TRY IT>
Work out how many lines of the listing below contain the word "leather". Respond with that number only.

DATA SUPPLIED>
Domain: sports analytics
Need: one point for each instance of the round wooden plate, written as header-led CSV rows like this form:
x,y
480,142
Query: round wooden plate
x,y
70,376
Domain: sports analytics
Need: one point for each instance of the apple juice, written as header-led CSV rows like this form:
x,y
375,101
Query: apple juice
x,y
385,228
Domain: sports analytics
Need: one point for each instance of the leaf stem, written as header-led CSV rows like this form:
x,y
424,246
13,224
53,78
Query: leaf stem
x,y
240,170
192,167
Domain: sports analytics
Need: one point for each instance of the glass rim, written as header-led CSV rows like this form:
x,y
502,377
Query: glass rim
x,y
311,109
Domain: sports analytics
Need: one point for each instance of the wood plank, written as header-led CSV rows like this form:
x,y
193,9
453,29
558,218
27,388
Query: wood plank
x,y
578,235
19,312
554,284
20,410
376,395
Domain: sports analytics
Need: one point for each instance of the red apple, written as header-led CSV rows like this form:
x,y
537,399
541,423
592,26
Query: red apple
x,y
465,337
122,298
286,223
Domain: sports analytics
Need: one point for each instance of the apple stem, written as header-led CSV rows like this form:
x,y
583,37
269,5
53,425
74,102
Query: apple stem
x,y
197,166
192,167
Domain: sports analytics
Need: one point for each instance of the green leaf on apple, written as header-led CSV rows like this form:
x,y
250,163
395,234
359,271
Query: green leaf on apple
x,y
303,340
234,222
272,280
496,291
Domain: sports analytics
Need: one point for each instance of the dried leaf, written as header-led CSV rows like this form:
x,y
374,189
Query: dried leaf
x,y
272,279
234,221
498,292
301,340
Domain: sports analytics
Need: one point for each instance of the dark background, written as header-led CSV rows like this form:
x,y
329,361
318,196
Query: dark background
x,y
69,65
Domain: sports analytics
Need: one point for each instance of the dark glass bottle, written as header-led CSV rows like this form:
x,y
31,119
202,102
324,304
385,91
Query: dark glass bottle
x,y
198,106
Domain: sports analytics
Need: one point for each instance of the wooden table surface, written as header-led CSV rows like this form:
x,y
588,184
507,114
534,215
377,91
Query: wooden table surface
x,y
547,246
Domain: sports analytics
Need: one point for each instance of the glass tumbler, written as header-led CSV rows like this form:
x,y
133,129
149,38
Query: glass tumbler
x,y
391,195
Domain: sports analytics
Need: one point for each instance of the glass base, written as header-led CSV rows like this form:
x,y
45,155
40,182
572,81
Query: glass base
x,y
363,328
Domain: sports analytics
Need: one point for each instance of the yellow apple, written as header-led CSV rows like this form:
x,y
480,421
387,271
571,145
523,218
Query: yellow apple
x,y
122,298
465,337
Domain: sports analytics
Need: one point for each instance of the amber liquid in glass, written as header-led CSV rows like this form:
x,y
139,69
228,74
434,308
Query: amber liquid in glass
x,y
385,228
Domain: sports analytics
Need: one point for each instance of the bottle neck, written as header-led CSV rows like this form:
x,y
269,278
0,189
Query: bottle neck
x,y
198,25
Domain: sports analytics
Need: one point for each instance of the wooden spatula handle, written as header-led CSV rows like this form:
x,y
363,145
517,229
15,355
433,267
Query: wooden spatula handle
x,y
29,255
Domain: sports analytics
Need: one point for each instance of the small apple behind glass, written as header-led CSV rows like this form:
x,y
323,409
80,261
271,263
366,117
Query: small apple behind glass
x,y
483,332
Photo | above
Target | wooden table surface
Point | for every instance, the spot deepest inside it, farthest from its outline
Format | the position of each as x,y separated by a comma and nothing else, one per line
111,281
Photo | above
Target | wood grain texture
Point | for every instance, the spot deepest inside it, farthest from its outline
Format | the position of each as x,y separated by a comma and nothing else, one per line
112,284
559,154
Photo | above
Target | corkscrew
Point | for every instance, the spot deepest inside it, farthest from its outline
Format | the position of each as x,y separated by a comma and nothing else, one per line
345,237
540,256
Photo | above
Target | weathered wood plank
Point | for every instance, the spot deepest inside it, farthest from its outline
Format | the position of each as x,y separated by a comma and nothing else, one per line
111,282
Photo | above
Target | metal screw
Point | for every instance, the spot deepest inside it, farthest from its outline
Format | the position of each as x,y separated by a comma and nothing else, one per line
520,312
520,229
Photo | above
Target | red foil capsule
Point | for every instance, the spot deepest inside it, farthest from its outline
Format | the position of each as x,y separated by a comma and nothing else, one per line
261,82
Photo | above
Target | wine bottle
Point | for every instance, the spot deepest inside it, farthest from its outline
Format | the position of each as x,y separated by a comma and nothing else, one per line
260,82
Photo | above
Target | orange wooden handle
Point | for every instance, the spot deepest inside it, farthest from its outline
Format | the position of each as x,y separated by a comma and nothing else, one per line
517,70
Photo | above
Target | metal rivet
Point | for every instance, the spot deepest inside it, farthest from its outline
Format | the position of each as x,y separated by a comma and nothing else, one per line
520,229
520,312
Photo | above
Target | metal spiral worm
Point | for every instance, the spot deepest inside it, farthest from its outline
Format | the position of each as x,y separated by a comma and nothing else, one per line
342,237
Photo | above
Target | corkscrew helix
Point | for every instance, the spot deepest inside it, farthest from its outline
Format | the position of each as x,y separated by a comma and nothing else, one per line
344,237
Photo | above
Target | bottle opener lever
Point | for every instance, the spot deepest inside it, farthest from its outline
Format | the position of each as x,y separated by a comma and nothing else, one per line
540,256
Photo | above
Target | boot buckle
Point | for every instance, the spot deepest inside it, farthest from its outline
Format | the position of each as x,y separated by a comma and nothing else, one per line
* * *
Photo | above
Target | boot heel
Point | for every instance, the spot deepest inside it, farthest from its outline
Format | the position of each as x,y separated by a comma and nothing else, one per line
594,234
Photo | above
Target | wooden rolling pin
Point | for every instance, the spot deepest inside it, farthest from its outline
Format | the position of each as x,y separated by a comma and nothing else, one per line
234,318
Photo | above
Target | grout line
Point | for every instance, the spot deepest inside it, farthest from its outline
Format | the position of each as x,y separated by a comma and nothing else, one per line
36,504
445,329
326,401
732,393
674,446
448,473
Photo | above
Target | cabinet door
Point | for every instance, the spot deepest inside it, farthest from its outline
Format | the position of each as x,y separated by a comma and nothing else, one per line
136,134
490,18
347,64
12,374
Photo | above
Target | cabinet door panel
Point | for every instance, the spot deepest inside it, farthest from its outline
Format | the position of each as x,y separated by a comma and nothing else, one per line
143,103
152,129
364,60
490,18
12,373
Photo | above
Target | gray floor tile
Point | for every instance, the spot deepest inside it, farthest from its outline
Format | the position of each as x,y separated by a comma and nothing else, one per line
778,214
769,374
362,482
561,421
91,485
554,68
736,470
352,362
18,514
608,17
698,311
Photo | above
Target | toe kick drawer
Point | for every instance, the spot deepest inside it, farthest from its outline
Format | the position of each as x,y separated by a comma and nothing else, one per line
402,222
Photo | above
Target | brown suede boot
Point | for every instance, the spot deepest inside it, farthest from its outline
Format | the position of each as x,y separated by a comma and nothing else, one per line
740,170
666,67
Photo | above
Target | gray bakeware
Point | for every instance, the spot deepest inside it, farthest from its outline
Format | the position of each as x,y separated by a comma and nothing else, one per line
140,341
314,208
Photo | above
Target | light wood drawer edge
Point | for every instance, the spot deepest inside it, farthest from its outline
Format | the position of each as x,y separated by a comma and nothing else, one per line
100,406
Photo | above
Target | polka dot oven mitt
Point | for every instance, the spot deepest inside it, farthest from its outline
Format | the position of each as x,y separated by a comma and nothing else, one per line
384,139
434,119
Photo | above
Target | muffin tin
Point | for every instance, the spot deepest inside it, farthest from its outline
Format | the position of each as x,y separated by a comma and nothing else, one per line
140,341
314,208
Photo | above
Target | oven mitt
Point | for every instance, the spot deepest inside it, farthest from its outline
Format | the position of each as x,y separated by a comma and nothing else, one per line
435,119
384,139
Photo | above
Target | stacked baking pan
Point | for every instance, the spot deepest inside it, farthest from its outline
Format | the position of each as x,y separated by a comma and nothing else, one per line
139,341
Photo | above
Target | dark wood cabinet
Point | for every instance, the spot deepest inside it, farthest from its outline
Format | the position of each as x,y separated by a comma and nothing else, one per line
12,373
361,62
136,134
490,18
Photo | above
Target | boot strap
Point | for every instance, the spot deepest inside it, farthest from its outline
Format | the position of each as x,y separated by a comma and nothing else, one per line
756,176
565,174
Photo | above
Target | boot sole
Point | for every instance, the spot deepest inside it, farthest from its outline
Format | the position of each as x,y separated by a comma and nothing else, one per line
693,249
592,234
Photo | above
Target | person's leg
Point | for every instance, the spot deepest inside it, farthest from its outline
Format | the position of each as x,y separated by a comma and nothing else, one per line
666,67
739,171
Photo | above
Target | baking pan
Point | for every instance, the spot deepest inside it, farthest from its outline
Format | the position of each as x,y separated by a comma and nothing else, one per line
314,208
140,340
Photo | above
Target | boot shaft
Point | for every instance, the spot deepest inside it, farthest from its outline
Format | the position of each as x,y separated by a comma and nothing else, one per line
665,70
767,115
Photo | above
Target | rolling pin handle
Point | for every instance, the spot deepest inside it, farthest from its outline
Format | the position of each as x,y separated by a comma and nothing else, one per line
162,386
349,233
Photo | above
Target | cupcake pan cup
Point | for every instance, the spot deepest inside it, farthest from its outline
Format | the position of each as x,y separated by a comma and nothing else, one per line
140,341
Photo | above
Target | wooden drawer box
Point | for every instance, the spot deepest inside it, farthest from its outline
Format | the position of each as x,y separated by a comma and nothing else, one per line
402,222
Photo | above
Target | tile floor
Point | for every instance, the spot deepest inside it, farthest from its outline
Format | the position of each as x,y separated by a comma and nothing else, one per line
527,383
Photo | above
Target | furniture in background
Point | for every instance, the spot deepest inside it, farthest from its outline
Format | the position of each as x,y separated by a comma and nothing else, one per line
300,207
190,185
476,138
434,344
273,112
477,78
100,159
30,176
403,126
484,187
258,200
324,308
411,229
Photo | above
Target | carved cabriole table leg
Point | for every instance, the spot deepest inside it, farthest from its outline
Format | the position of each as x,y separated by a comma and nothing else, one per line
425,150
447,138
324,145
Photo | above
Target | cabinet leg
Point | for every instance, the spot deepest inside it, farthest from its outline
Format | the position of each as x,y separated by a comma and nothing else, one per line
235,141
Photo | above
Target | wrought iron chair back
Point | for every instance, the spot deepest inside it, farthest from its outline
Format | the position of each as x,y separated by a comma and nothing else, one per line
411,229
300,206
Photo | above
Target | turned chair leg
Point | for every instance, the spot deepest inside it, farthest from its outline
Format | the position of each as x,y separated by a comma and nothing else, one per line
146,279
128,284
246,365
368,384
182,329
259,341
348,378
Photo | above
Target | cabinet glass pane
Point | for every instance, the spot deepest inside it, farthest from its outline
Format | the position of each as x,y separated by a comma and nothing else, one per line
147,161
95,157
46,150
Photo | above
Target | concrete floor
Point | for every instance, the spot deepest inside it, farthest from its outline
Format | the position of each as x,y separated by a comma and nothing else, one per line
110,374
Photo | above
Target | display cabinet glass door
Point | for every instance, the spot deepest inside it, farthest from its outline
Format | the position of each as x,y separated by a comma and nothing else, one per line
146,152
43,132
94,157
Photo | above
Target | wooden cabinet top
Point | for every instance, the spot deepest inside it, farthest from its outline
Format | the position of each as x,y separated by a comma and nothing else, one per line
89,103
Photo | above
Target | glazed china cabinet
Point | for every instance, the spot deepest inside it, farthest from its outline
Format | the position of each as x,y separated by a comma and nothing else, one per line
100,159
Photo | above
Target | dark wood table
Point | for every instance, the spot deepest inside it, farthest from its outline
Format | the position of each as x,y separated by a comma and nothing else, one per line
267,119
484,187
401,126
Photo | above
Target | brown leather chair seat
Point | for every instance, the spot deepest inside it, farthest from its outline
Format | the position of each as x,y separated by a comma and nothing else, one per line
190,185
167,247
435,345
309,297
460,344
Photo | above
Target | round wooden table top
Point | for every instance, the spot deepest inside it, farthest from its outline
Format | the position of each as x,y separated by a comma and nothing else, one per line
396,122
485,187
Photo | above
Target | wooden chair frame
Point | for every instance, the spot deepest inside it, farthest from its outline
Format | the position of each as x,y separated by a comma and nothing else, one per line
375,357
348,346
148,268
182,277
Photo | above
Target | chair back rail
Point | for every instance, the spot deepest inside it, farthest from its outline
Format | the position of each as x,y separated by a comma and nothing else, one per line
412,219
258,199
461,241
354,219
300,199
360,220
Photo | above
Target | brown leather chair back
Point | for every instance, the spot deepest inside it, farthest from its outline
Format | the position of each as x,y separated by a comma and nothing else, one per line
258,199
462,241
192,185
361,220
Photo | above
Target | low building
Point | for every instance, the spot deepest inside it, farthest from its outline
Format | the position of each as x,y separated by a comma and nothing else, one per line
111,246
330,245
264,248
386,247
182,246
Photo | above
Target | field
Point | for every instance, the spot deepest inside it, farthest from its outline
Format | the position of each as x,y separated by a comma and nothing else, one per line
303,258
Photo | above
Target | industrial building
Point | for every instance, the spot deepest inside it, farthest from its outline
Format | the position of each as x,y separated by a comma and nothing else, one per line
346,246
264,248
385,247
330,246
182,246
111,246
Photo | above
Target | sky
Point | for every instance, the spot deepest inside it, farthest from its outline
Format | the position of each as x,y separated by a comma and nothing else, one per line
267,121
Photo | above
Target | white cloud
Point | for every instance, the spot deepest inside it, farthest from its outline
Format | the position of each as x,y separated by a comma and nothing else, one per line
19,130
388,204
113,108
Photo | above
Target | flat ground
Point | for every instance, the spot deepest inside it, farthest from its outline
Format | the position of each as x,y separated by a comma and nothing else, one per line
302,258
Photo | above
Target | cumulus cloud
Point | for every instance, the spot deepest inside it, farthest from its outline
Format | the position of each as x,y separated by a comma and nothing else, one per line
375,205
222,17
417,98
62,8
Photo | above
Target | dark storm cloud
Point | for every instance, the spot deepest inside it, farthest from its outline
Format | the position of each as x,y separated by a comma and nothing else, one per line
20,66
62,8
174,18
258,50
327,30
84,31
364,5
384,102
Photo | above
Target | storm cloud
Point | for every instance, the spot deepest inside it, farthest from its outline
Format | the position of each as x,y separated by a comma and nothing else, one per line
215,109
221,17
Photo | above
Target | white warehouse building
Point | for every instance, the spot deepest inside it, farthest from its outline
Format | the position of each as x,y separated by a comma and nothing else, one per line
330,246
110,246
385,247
* * *
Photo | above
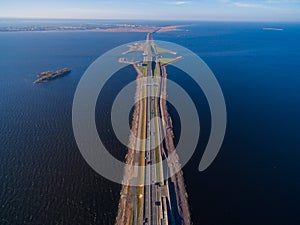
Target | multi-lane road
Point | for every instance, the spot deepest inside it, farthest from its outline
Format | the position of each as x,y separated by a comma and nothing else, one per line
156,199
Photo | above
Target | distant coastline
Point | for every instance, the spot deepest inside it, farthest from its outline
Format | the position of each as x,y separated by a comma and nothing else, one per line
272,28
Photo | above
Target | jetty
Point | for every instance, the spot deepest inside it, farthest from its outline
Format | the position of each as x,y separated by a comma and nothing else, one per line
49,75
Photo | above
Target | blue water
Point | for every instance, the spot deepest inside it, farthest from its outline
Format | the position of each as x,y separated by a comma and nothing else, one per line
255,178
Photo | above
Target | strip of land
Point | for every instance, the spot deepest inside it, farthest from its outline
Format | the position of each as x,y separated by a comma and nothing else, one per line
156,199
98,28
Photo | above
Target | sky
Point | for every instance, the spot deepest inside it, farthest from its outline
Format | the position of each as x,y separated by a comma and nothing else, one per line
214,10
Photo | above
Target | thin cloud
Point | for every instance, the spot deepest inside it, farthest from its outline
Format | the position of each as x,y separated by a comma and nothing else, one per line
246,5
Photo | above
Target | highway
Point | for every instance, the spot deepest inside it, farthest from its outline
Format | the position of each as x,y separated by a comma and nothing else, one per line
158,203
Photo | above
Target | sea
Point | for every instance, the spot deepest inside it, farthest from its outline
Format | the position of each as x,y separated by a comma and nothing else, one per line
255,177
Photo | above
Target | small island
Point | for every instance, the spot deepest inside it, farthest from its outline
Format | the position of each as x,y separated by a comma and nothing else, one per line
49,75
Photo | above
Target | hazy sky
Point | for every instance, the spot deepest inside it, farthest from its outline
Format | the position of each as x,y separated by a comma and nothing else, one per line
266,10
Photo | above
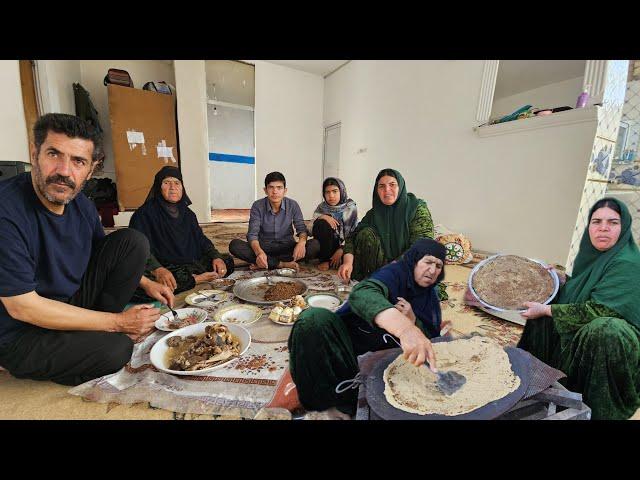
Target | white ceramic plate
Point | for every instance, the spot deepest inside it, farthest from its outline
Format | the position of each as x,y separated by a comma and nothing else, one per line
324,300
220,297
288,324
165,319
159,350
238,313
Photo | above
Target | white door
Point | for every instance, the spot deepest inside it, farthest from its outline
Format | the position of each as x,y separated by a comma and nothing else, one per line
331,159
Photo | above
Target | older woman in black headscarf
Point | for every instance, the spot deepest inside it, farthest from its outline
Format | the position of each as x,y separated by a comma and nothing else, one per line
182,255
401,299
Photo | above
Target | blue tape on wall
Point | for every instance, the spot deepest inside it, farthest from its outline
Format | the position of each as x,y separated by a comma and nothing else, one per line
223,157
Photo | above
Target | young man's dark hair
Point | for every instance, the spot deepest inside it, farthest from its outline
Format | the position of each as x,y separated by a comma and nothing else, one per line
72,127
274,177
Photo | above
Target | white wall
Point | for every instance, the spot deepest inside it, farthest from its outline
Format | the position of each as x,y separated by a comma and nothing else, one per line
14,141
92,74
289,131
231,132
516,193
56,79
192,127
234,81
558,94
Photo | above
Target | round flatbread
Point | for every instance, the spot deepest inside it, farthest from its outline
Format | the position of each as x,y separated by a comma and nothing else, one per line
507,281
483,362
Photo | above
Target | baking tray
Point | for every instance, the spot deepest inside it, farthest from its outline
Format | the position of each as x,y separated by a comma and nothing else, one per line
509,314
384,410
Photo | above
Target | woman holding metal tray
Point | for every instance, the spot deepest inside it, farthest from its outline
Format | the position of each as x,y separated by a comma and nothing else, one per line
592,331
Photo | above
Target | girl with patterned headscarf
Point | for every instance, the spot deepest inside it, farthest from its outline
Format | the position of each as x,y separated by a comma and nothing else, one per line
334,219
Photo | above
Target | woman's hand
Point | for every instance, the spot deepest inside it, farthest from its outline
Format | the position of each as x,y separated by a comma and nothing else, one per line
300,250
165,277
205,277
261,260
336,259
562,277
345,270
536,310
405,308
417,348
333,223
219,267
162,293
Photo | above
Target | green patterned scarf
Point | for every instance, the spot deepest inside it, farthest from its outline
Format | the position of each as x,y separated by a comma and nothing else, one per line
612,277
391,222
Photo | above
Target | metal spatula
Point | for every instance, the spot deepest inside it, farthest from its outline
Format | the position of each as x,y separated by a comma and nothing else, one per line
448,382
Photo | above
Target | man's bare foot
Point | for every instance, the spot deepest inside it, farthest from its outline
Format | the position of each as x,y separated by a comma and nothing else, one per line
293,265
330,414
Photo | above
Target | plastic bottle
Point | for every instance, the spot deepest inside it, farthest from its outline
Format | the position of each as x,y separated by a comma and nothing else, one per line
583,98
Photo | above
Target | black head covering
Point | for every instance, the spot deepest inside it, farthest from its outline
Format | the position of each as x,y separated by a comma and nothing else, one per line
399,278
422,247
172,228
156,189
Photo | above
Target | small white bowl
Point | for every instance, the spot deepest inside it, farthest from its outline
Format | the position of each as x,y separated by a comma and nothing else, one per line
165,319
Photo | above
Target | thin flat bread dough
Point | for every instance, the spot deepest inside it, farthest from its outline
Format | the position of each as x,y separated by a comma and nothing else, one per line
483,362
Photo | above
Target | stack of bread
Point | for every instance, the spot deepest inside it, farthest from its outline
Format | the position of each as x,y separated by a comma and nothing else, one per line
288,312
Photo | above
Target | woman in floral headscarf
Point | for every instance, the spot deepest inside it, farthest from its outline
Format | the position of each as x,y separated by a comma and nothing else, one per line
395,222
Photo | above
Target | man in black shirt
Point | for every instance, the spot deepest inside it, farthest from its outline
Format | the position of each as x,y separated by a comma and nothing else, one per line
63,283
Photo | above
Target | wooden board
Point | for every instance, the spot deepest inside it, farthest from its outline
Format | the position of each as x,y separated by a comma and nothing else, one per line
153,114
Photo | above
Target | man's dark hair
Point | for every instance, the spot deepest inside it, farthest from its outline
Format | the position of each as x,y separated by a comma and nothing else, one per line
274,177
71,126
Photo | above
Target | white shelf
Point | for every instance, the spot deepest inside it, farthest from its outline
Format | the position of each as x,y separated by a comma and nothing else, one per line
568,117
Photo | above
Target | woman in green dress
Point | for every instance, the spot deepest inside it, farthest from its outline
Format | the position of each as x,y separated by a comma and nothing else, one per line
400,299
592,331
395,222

EXERCISE RESULT>
2